EXTRACT TO READ
▬▬▬

One hypothesis worth tracking is whether states that expanded adult Medicaid dental benefits after 2020 are reducing emergency dental visits among people dually eligible for Medicare and Medicaid. If so, the pattern would suggest that state spending is absorbing costs the federal exclusion shifts onto individuals and hospital emergency departments. No published federal dataset currently isolates that effect, so the question remains open.
Statute, regulation, and a stalled Senate bill
CMS ties the dental exclusion directly to Section 1862(a)(12) of the Social Security Act. The agency’s own guidance on non-covered services confirms that Medicare does not pay for routine dental care such as cleanings, fillings, extractions, dentures, or implants. Limited exceptions exist only when dental work is connected to a covered medical procedure, such as jaw reconstruction before radiation treatment or dental care required during an inpatient hospital stay when the dental service is integral to the medical treatment.
The same exclusion logic applies to vision and hearing. CMS defines a routine eye exam as an overall eye health screening that looks for signs of vision problems or disease, and states plainly that Medicare does not cover it when performed for glasses or contact lenses. Hearing aids and fitting exams are excluded under a parallel provision traceable to Section 1862(a)(7) of the Social Security Act, leaving beneficiaries to pay the full cost unless they have additional coverage.
Lawmakers have tried to close the gap. S.939, the Medicare Dental, Hearing, and Vision Expansion Act of 2025, was introduced in the 119th Congress and proposes adding all three benefit categories to Medicare beginning in future years. The bill would treat dental, vision, and hearing services more like other Part B benefits, with defined coverage standards and cost sharing. Its introduction signals that members of Congress view the current exclusions as incomplete, but the legislation has not reached a floor vote in either chamber, and no companion measure has cleared committee.

▬▬▬

(Collected data entries)
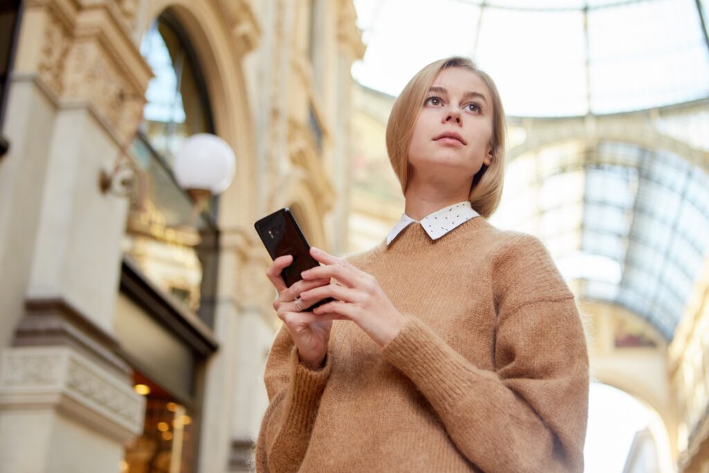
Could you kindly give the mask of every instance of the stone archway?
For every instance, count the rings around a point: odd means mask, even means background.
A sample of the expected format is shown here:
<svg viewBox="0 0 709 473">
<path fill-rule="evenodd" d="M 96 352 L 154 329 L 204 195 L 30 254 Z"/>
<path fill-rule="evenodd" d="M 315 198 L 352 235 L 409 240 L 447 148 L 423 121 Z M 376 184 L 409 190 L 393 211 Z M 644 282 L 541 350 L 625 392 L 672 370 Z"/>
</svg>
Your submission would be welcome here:
<svg viewBox="0 0 709 473">
<path fill-rule="evenodd" d="M 640 316 L 624 308 L 601 302 L 580 306 L 587 317 L 593 380 L 630 394 L 647 408 L 659 471 L 675 472 L 677 420 L 667 376 L 666 342 Z M 627 332 L 635 333 L 634 346 L 623 346 L 619 333 Z"/>
<path fill-rule="evenodd" d="M 228 228 L 249 227 L 257 218 L 256 144 L 242 60 L 243 55 L 255 45 L 256 38 L 255 33 L 236 35 L 232 32 L 238 29 L 240 23 L 245 23 L 240 30 L 257 28 L 245 24 L 252 21 L 249 12 L 229 10 L 225 18 L 220 5 L 218 1 L 189 0 L 150 2 L 140 34 L 169 9 L 189 37 L 200 60 L 216 132 L 231 145 L 237 156 L 234 182 L 220 198 L 219 224 Z M 233 26 L 230 30 L 228 25 Z"/>
</svg>

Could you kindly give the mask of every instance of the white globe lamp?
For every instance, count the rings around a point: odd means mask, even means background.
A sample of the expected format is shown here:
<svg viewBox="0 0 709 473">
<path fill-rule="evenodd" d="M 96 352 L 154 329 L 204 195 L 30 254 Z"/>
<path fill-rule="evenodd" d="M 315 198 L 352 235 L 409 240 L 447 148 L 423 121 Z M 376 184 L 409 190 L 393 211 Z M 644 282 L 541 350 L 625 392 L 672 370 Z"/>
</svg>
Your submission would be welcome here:
<svg viewBox="0 0 709 473">
<path fill-rule="evenodd" d="M 197 133 L 184 140 L 173 166 L 177 184 L 201 208 L 211 195 L 223 192 L 231 184 L 236 157 L 224 140 L 211 133 Z"/>
</svg>

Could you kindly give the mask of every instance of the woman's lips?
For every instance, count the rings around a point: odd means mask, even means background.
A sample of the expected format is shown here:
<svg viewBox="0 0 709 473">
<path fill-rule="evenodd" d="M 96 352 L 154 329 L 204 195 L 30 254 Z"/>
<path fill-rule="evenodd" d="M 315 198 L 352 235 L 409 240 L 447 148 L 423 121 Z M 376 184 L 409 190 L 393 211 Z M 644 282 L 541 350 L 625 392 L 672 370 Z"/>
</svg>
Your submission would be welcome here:
<svg viewBox="0 0 709 473">
<path fill-rule="evenodd" d="M 447 131 L 445 133 L 441 133 L 436 138 L 433 138 L 433 140 L 451 145 L 466 144 L 465 140 L 463 140 L 463 137 L 453 131 Z"/>
</svg>

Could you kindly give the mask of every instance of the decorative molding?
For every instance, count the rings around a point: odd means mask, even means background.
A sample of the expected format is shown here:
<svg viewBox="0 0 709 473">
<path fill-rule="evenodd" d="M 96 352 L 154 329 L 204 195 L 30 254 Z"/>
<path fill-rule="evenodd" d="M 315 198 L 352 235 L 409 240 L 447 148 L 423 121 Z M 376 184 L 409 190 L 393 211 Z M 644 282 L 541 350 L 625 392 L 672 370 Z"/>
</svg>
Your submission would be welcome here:
<svg viewBox="0 0 709 473">
<path fill-rule="evenodd" d="M 30 299 L 15 330 L 15 347 L 69 346 L 101 363 L 118 376 L 130 368 L 118 355 L 118 341 L 64 299 Z"/>
<path fill-rule="evenodd" d="M 145 99 L 128 84 L 95 40 L 77 40 L 67 54 L 64 94 L 67 101 L 89 103 L 123 142 L 138 129 Z"/>
<path fill-rule="evenodd" d="M 121 290 L 198 357 L 208 357 L 219 347 L 211 329 L 196 313 L 183 308 L 171 296 L 161 291 L 128 257 L 123 258 Z"/>
<path fill-rule="evenodd" d="M 247 0 L 221 0 L 219 2 L 232 34 L 240 44 L 242 54 L 258 47 L 261 26 Z"/>
<path fill-rule="evenodd" d="M 367 46 L 362 41 L 362 31 L 357 26 L 357 11 L 352 0 L 340 0 L 337 15 L 337 40 L 356 61 L 364 57 Z"/>
<path fill-rule="evenodd" d="M 251 438 L 235 438 L 231 441 L 229 449 L 229 472 L 245 472 L 254 469 L 254 440 Z"/>
<path fill-rule="evenodd" d="M 0 410 L 52 408 L 112 438 L 143 431 L 145 399 L 130 382 L 69 347 L 2 352 Z"/>
<path fill-rule="evenodd" d="M 132 139 L 152 73 L 130 38 L 135 0 L 34 1 L 45 20 L 36 71 L 62 104 L 88 105 L 118 141 Z"/>
<path fill-rule="evenodd" d="M 330 176 L 325 172 L 323 160 L 316 151 L 313 133 L 307 126 L 292 118 L 288 125 L 288 155 L 295 166 L 307 173 L 308 181 L 313 184 L 314 201 L 320 214 L 325 215 L 332 208 L 335 192 Z"/>
<path fill-rule="evenodd" d="M 37 72 L 47 87 L 57 97 L 62 95 L 62 81 L 67 54 L 72 43 L 71 33 L 65 22 L 52 10 L 48 10 L 41 57 Z"/>
</svg>

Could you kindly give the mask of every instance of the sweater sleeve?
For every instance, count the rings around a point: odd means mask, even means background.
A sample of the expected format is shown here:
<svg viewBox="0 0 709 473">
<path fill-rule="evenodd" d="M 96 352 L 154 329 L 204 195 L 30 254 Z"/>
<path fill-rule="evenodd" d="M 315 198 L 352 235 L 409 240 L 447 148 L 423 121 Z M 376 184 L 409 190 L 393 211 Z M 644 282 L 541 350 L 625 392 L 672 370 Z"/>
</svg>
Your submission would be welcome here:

▬▬▬

EXERCISE SET
1: Answer these questions using the text on Medicare's dental, vision, and hearing exclusions.
(a) Which section of the Social Security Act does CMS tie the dental exclusion to?
(b) Which section is the exclusion of hearing aids and fitting exams traceable to?
(c) In which Congress was S.939 introduced?
2: Write the next part of the text on Medicare's dental, vision, and hearing exclusions, picking up after its final sentence.

LIST OF ANSWERS
1:
(a) Section 1862(a)(12)
(b) Section 1862(a)(7)
(c) The 119th Congress

2:
What dual eligibles and solo enrollees still lack
Several questions remain unanswered by available federal data, but the outlines of who is most exposed are clear. People enrolled only in Original Medicare and a Part D drug plan, without Medigap or employer-sponsored retiree coverage, face the most direct financial risk. Every cleaning, filling, or pair of bifocals must be paid for out of pocket or financed through private standalone policies that may carry waiting periods and annual caps.
Dual eligibles-people who qualify for both Medicare and Medicaid-have somewhat more protection, but it depends heavily on where they live. Some states offer comprehensive adult dental benefits under Medicaid, while others limit coverage to emergency extractions or provide no routine care at all. When Medicaid does not fill the gap, low-income beneficiaries can still end up in emergency rooms for preventable dental infections that Medicare will treat only after they become medical crises.
For all groups, the structure of the exclusion encourages delayed care. Skipping routine cleanings can turn minor cavities into root canals or extractions. Forgoing eye exams can leave glaucoma or diabetic retinopathy undetected until vision loss occurs. Untreated hearing loss has been linked in clinical research to social isolation and cognitive decline, yet the up-front cost of hearing aids remains a barrier for many older adults.
Until Congress changes the underlying statute, Medicare’s position is unlikely to shift. The core program will continue to cover medically necessary hospital and physician services while leaving routine dental, vision, and hearing care to a patchwork of state programs, private plans, and personal savings. For beneficiaries, understanding that limitation-and planning for it-remains as important in 2025 as it was when the exclusions were first written into law.